■ PROBLEM
Repeat all entries exactly.

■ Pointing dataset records

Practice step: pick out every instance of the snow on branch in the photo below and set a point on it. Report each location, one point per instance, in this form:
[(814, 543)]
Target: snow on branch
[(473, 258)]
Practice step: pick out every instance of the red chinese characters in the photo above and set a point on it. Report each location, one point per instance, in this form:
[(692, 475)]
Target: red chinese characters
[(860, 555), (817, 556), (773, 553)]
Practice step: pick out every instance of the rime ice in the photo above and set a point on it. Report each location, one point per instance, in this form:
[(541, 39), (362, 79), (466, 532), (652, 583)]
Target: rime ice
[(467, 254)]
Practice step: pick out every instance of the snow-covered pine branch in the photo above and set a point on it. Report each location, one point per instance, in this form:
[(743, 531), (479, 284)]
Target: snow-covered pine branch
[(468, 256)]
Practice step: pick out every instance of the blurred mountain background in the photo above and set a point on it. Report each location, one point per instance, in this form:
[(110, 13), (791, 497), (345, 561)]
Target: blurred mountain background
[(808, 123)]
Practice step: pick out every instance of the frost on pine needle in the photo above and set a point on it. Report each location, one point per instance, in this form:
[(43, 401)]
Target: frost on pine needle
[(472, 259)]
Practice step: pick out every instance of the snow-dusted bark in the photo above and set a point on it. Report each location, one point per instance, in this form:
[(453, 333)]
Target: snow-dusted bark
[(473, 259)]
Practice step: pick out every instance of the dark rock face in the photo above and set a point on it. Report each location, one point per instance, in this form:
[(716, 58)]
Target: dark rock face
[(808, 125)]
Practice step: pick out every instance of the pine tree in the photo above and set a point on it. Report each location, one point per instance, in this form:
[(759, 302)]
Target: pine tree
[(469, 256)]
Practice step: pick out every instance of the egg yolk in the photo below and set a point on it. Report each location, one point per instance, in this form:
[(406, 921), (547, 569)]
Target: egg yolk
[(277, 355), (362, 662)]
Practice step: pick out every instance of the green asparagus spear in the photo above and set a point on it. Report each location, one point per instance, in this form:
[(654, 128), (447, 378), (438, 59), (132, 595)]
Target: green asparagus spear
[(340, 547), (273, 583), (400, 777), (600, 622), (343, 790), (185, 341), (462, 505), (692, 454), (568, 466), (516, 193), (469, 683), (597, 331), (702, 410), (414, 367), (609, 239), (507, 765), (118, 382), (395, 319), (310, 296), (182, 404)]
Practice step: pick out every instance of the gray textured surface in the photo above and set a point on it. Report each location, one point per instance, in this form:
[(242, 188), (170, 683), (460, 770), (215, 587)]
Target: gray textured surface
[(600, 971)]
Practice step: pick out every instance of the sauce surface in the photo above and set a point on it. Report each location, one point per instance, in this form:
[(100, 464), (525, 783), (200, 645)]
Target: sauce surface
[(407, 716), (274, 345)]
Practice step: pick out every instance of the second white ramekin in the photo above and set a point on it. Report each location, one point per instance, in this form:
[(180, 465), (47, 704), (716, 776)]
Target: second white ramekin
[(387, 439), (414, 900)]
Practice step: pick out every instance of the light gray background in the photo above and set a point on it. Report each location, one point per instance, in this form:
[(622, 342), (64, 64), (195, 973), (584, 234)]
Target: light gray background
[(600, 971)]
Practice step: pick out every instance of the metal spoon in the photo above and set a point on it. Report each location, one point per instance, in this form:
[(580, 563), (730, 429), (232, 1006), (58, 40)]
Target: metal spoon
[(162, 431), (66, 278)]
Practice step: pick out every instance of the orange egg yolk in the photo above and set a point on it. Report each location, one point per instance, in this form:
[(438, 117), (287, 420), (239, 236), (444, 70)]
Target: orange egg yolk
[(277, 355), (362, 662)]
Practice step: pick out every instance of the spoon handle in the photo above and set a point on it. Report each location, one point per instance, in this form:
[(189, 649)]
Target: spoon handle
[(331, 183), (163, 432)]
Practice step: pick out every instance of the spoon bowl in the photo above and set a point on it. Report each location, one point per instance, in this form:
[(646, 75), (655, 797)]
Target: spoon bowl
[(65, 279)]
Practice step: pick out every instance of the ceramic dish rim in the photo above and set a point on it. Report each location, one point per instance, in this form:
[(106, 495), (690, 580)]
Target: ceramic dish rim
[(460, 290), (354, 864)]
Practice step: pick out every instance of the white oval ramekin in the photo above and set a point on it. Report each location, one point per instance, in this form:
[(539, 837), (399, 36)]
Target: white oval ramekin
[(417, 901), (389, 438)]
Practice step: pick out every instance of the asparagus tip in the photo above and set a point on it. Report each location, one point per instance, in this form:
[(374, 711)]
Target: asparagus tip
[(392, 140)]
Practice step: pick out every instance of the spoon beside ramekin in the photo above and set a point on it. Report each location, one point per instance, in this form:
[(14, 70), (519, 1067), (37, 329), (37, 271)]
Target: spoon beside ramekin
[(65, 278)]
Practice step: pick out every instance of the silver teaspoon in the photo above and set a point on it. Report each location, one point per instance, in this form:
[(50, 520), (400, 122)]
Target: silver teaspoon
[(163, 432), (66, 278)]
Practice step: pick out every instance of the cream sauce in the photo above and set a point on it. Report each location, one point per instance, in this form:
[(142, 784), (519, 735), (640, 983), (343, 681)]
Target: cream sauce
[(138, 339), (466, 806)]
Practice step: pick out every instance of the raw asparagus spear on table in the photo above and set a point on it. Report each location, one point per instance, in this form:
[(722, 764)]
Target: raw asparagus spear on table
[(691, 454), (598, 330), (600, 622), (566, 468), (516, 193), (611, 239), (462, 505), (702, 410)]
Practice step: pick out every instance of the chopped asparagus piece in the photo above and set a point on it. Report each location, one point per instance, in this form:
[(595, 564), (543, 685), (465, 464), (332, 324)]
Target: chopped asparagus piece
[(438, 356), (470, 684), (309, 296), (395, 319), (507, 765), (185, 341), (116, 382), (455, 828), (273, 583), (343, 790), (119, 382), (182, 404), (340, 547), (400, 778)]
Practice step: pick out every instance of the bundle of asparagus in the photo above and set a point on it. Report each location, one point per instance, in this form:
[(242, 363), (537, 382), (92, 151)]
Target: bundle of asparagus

■ THE REPLY
Practice step: pick out every instance of the snow on branch in the photo below and set a point on it. Report each location, one point per instance, in this form:
[(814, 543)]
Target: snow on branch
[(473, 258)]
Practice step: pick out every instance of the red chinese characters in the photo above and set a point on it. Report each location, one point per instance, in this form:
[(692, 475)]
Target: red chinese characters
[(860, 555), (817, 556), (773, 553)]
Practice step: pick out every instance of the rime ice in the photo above and set a point on it. Report each location, one point per instance, in this form:
[(541, 39), (362, 79), (466, 532), (652, 583)]
Target: rime ice
[(467, 254)]
Practice step: pick out every instance of the snow-covered pine branch in the photo above and set a point on it. Report each location, one point per instance, in this form:
[(743, 531), (479, 284)]
Target: snow-covered pine branch
[(468, 256)]
Practice step: pick out every instance of the blurred mountain background in the photo above and set a point on it. Report each location, one point per instance, in this form:
[(110, 13), (791, 497), (345, 561)]
Target: blurred mountain background
[(808, 123)]
Practice step: pick out every instance of the frost on pine needle in the photo above and set a point on it. Report each location, one point per instance, in this form:
[(43, 401)]
Target: frost on pine needle
[(472, 259)]
Practice step: pick out every instance of the snow-dusted bark in the photo above and set a point on it. Report each location, one point per instance, in this form:
[(453, 333)]
Target: snow-dusted bark
[(473, 259)]
Practice step: pick out every instance of the dark rock face in the photo above and set a point on it. Report each location, one point per instance, in this form:
[(716, 58)]
Target: dark rock face
[(808, 125)]
Practice step: pick out every instance of the pine tree in the photo above and set a point on it. Report each location, one point per instance, in this form:
[(759, 302)]
Target: pine tree
[(469, 256)]
Practice step: pick out every instance of the egg yolk in the photo below and set a point on it. Report each location, one point per instance, in this form:
[(406, 921), (547, 569)]
Target: egg yolk
[(277, 355), (362, 662)]
Practice step: pick out every instance of the green asparagus spear in the photo above and set a point on it. Report each location, one point per instance, in this form:
[(654, 128), (447, 378), (438, 59), (132, 595)]
Target: green asparagus spear
[(340, 547), (273, 583), (400, 777), (600, 622), (343, 790), (185, 341), (462, 505), (692, 454), (568, 466), (516, 193), (469, 683), (597, 331), (702, 410), (414, 367), (609, 239), (507, 765), (118, 382), (395, 319), (310, 296), (182, 404)]
Practice step: pick out every instance of the gray textured surface in the photo above and set a point on it. Report each location, one point per instance, in this form:
[(242, 188), (170, 683), (460, 770), (215, 587)]
Target: gray textured surface
[(600, 971)]
Practice step: pick out every instance of the sauce surface in the photo above and set a point on it. Report each location, one point per instance, in this form:
[(100, 464), (525, 783), (200, 645)]
Target: sauce surface
[(407, 716), (274, 345)]
Practice step: pick out every instance of the second white ramekin in the photo above and set a point on it. Report each location, one point per instance, in this form:
[(180, 465), (47, 704), (716, 776)]
Target: second white ramekin
[(387, 439), (414, 900)]
Practice step: pick out every instance of the light gray background in the photo above and set a point on it. Report each location, one point per instance, in this form:
[(622, 342), (64, 64), (195, 973), (584, 234)]
Target: light gray background
[(600, 971)]
Practice step: pick out every instance of the metal spoon in the photo above and set a point on it. Report each location, one point per instance, in this form:
[(580, 563), (730, 429), (232, 1006), (58, 40)]
Target: metal spoon
[(162, 431), (66, 278)]
Practice step: pick out every instance of the orange egg yolk in the photo above and set a point on it. Report each location, one point per instance, in this form:
[(438, 117), (287, 420), (239, 236), (444, 70)]
Target: orange egg yolk
[(277, 355), (362, 662)]
Practice step: pick out every instance of the spoon handle in the photo above and set a point on it. Report each location, one point per instance, in this form:
[(189, 649)]
Target: spoon handle
[(331, 183), (163, 432)]
Practice step: pick out every instance of the spoon bowl in the photo above and set a point on it. Report each location, one point per instance, in this form:
[(646, 75), (655, 797)]
Target: spoon bowl
[(65, 279)]
Practice step: pick out every instance of the ceramic dish rim in the photo above and set a point on it. Report each location, one point per instance, in this form:
[(106, 495), (690, 580)]
Target: ceramic dish rim
[(460, 290), (354, 864)]
Practice step: pick out every instance of the white oval ramekin in the photo above and set a point on it. Report each location, one point per instance, in this form:
[(539, 837), (399, 36)]
Target: white oval ramekin
[(417, 901), (389, 438)]
Practice step: pick out every instance of the asparagus tip in the photo above and set a point on it. Report each location, one point per instance, in this form:
[(374, 711)]
Target: asparagus tip
[(392, 140)]
Practice step: pick out every instance of the spoon beside ramekin in the photo above and set a point on it. Report each location, one point per instance, in this form:
[(14, 70), (519, 1067), (37, 329), (37, 271)]
Target: spoon beside ramekin
[(65, 278)]
Practice step: pick out every instance of the silver teaspoon in the photo above and set a point on it. Report each location, one point per instance, in this form:
[(50, 520), (400, 122)]
Target: silver teaspoon
[(163, 432), (66, 278)]
Practice step: pick out every instance of the cream sauce in the photo above and set a point on it. Report each location, one point per instance, in this form:
[(142, 784), (519, 735), (640, 983), (343, 681)]
Target: cream sauce
[(138, 339), (466, 806)]
Practice step: pick out every instance of the raw asparagus spear on table in the photo above and set a point on it. Report each location, one point per instance, in this form:
[(722, 764)]
Target: raw asparagus spear on table
[(691, 454), (598, 330), (600, 622), (566, 468), (516, 193), (611, 239), (462, 505), (702, 410)]
Practice step: pick out every instance of the chopped asparagus piece in the photo above and set a point on it. Report each location, one point per instance, in this form:
[(595, 564), (543, 685), (465, 464), (332, 324)]
Target: chopped asparagus piece
[(438, 356), (470, 684), (309, 296), (395, 319), (507, 765), (185, 341), (116, 382), (455, 828), (273, 583), (343, 790), (119, 382), (182, 404), (340, 547), (400, 778)]
Practice step: pick out every instance of the bundle of asparagus in the photo above and set a point on it. Report each location, one point per instance, in this form:
[(242, 363), (537, 382), (92, 151)]
Target: bundle of asparagus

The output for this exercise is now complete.